## Source excerpt
The general terms and sales conditions of APACK Ambalaj Makine Sanayi ve Tic.Ltd.Sti. and/or any of its affiliates or subsidiaries (hereinafter called APACK) shall apply to all offers, agreements and other legal relationships which concern the sale of goods and/or services by the customer.
1. Purchase Orders, Terms of Purchase Order Acceptance and Complete Agreement:
1.1 All Purchase Orders shall be issued by customer to APACK in writing, along with the specification of the products to be provided, prices, quantities, date or dates of delivery, instructions regarding invoicing and shipping, and all such information as APACK may reasonable require.
1.2 Purchase Orders issued by Customer to the APACK shall be deemed to be firm and irrevocable throughout a period of at least 90 (ninety) days from date of notification to APACK.
1.3 APACK, within the said period of 90 (ninety) business days of APACK's receipt of a Purchase Order shall have the right to either accept or reject the Purchase Order in whole or in part. Purchase Orders shall be deemed as accepted only after APACK's confirmation of order is issued in writing and signed from the Customer. Any obligation undertaken by the APACK's business agents and/or by any other person not legally representing APACK shall not in any way be binding on the latter.

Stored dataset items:
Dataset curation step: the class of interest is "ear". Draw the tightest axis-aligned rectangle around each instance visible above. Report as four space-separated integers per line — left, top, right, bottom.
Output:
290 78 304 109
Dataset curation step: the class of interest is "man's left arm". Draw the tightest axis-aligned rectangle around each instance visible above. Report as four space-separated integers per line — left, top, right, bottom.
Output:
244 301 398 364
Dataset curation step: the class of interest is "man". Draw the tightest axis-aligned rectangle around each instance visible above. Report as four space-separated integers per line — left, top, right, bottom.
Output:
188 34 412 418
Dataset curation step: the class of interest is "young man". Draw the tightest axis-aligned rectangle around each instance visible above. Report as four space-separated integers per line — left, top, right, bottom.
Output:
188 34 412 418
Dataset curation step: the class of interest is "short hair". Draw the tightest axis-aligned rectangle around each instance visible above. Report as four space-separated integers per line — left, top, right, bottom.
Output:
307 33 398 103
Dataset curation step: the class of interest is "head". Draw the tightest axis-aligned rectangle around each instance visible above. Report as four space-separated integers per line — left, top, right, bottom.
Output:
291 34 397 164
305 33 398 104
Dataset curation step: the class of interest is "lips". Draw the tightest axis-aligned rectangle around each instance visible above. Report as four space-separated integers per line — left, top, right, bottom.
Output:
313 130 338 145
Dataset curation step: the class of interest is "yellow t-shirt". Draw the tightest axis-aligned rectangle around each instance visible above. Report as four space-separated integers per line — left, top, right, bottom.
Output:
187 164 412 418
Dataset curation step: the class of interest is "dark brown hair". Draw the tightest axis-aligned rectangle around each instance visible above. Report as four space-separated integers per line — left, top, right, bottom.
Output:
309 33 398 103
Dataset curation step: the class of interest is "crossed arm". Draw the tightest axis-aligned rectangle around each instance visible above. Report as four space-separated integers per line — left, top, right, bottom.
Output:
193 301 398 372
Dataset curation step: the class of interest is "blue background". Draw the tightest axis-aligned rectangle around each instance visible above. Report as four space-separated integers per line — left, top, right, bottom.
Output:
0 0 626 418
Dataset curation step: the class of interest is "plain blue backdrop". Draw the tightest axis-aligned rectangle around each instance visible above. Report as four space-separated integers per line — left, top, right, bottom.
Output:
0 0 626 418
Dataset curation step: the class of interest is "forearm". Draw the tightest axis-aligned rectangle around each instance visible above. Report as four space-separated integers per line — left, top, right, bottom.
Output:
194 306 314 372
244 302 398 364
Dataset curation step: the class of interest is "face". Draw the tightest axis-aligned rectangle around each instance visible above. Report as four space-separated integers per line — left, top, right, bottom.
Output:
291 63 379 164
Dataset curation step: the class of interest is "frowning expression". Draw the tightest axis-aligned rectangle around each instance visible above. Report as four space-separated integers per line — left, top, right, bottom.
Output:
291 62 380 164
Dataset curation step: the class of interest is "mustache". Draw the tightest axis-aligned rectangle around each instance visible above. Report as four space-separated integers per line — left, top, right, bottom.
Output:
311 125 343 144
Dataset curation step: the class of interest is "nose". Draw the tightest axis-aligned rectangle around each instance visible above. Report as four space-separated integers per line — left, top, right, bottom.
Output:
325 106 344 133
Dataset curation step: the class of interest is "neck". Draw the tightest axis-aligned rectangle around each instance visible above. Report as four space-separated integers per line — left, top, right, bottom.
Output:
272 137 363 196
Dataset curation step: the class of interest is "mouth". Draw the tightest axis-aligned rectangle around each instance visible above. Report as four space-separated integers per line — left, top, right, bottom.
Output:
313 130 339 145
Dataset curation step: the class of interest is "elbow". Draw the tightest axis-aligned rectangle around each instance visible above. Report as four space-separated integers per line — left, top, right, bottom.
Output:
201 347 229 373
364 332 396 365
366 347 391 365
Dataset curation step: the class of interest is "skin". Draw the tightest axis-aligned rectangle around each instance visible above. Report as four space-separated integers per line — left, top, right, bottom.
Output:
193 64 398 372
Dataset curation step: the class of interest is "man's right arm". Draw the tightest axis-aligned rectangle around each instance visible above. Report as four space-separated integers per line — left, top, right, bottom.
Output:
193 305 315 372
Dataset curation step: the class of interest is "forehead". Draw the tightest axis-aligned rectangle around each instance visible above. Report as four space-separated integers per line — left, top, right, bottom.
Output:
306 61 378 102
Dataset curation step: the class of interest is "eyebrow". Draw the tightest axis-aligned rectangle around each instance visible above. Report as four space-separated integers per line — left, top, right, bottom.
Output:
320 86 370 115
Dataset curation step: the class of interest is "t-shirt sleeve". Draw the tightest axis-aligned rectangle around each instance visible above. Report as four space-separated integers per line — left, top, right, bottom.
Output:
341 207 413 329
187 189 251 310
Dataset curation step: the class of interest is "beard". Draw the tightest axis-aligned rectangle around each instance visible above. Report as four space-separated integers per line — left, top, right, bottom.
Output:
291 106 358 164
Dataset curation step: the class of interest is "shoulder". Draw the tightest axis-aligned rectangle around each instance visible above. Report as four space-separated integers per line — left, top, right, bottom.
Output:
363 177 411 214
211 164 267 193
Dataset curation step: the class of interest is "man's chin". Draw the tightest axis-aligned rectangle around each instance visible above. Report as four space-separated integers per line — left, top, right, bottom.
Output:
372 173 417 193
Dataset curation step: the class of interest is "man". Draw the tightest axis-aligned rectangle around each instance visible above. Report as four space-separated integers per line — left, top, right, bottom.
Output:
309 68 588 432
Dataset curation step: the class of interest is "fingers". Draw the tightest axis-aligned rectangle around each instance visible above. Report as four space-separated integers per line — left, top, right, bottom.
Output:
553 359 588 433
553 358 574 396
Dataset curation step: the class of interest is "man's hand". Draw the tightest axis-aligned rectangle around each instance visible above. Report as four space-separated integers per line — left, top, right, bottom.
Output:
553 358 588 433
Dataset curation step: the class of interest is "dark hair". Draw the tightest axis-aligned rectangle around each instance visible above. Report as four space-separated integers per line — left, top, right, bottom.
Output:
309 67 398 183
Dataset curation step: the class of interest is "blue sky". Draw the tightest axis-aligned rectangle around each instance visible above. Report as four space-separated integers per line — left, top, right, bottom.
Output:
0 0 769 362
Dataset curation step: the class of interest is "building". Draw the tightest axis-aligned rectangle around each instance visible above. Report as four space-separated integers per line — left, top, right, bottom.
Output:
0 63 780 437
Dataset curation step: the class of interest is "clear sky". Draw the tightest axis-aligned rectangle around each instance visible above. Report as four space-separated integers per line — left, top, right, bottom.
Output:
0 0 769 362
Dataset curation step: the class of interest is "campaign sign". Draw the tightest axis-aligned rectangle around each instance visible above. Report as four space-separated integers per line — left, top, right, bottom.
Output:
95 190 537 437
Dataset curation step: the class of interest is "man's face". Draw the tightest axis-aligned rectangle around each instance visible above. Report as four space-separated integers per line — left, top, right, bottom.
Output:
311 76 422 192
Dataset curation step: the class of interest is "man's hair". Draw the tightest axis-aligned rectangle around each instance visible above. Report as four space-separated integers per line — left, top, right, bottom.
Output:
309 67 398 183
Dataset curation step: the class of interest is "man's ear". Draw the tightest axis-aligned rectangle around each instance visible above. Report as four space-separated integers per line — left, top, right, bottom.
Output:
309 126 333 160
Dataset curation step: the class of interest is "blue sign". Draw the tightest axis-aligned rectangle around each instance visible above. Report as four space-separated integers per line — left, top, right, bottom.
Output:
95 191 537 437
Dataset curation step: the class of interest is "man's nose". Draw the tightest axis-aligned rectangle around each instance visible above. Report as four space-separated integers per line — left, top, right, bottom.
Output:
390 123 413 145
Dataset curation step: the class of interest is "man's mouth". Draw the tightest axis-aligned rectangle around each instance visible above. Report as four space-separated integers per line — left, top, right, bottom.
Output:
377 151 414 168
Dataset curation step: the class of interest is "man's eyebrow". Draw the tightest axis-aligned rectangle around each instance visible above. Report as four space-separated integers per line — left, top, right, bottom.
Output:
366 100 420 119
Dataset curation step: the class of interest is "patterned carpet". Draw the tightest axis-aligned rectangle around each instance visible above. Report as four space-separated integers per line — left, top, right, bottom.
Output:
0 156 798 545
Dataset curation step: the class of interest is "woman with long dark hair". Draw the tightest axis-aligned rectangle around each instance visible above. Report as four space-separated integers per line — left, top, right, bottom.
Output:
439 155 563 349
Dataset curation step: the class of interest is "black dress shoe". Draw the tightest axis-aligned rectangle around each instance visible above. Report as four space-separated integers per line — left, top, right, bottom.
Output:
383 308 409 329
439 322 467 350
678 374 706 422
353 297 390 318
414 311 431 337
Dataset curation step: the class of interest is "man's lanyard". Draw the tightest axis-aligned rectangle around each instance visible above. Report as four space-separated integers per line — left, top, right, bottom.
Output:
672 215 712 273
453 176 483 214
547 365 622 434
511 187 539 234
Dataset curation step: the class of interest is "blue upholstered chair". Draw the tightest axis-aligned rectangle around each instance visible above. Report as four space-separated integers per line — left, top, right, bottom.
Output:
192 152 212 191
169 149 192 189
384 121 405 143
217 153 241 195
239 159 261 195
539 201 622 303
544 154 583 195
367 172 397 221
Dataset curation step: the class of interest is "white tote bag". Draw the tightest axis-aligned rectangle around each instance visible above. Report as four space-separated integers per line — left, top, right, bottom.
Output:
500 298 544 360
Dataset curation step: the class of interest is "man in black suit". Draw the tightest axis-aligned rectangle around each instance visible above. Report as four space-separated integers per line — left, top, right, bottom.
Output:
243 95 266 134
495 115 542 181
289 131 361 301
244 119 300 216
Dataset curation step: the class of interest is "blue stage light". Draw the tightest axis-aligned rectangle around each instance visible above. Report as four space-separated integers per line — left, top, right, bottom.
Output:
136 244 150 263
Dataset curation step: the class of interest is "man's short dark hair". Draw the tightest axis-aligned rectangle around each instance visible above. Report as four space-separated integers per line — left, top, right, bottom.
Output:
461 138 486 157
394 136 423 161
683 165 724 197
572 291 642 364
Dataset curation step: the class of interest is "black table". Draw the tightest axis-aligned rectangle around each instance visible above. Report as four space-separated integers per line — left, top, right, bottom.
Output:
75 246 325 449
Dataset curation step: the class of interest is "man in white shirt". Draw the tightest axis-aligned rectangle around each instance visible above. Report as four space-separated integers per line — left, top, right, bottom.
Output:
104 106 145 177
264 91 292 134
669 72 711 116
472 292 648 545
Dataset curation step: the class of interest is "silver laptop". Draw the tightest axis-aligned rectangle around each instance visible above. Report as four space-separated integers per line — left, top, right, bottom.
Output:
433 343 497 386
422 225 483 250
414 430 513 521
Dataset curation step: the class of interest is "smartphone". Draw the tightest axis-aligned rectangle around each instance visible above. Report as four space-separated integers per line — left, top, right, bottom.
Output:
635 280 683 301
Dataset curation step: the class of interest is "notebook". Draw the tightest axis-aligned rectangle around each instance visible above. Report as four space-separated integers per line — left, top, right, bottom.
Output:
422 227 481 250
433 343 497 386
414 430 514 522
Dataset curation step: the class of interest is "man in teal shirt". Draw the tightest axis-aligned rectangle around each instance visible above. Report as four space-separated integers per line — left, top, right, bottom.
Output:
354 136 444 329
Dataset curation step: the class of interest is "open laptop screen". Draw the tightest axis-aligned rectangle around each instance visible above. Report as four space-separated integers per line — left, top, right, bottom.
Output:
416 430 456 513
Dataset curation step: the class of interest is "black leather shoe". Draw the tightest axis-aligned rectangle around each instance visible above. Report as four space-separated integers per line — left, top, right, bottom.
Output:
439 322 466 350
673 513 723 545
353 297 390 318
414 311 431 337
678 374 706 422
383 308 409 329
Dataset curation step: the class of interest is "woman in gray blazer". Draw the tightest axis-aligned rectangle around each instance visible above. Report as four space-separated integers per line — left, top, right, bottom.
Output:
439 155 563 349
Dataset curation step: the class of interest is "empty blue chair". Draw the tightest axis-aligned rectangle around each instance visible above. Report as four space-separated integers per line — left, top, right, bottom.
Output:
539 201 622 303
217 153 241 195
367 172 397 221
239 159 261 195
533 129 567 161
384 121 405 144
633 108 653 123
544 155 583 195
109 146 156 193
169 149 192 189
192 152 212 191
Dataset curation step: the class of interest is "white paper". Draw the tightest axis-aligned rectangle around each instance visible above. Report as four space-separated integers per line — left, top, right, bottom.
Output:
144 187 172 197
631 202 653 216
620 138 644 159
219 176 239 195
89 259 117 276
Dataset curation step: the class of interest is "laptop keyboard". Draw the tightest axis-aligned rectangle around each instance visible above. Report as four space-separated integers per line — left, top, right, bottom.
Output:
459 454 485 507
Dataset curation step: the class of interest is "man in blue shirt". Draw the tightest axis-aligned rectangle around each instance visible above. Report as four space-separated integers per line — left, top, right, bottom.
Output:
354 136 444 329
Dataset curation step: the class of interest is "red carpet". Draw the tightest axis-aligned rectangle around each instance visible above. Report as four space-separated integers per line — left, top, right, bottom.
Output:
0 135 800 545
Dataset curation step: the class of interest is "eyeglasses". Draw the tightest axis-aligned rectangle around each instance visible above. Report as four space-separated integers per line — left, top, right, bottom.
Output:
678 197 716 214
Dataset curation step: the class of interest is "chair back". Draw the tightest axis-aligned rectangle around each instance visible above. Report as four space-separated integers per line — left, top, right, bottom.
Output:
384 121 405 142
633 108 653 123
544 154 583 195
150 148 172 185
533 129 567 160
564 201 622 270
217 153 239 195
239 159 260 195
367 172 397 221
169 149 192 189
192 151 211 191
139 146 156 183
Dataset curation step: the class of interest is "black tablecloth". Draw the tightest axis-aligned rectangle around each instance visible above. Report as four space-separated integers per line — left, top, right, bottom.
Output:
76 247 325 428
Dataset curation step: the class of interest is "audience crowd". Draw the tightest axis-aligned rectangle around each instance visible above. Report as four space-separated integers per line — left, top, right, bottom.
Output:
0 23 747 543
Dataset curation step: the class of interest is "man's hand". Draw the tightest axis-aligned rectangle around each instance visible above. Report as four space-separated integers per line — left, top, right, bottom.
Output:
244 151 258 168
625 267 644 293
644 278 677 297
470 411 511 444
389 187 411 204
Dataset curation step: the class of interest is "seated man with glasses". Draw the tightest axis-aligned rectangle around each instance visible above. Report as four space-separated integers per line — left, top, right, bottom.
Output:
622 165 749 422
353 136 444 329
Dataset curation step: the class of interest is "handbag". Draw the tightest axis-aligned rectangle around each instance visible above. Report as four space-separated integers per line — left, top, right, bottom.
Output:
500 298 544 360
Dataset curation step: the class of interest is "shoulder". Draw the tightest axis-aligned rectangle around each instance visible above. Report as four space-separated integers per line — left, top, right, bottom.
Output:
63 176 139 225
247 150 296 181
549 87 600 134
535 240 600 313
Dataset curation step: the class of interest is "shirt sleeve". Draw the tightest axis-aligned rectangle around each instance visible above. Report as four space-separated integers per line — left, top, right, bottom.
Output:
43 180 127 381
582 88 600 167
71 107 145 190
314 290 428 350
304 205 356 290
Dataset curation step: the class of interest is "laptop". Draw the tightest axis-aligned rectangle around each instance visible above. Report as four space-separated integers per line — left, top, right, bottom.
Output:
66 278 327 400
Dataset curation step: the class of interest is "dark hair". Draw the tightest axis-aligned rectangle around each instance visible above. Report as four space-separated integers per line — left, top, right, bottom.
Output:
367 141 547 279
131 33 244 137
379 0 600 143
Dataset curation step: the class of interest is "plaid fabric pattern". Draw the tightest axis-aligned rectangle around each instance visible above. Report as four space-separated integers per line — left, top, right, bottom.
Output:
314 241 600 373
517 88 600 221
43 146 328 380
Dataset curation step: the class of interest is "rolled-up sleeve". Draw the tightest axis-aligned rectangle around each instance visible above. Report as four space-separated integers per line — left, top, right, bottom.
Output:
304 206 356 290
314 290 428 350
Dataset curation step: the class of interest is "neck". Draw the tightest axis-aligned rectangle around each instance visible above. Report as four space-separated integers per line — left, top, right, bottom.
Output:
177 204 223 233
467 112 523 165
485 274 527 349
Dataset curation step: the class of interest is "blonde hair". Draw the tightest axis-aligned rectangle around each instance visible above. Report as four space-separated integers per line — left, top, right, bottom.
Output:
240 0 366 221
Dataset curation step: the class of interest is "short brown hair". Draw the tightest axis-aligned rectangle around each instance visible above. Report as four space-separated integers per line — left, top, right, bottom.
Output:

## Requirements
a) In the APACK sales terms, in what form must the customer issue Purchase Orders to APACK?
b) Carry on the APACK sales terms from the point where the excerpt stops.
You won't need the stored items for any of this.

## Outputs
a) In writing.

b)
1.4 Customer's Purchase order and Order Confirmation are subject to the following General Terms and Conditions of Sale (Terms), which constitute the complete agreement between the parties and shall apply to the supply of the products described in the Apack Quotation, Order Confirmation, Invoice, or other contract documentation and legal relationship to which these Terms are attached or incorporated by reference. Except as expressly agreed by an authorized representative of APACK in writing, no other terms and conditions, including any terms and conditions attached to, or contained within, Customer's request for quotation, acknowledgment, purchase order orother contract documentation shall apply. Customer's acceptance of the products or services delivered by APACK shall constitute an affirmation by Customer that the Terms set forth herein govern the purchase and sale of goods or services. THE TERMS OF THIS CONTRACT SHALL SUPERSEDE ANY ADDITIONAL, DIFFERENT OR CONFLICTING TERMS PROPOSED BY CUSTOMER OR CONTAINED ON CUSTOMER'S PURCHASE ORDER OR ANY DOCUMENT OR INSTRUMENT SUBMITTED BY CUSTOMER. Trade custom,trade usage and past performance are hereby supersedes and shall not be used to interpret these terms and conditions.
2. Cancellation and Changes:
2.1 Unless otherwise agreed upon, cancellation of purchase order from the customer will be accepted only if the customer agrees to pay a charge for work already started, and based upon the total cost incurred.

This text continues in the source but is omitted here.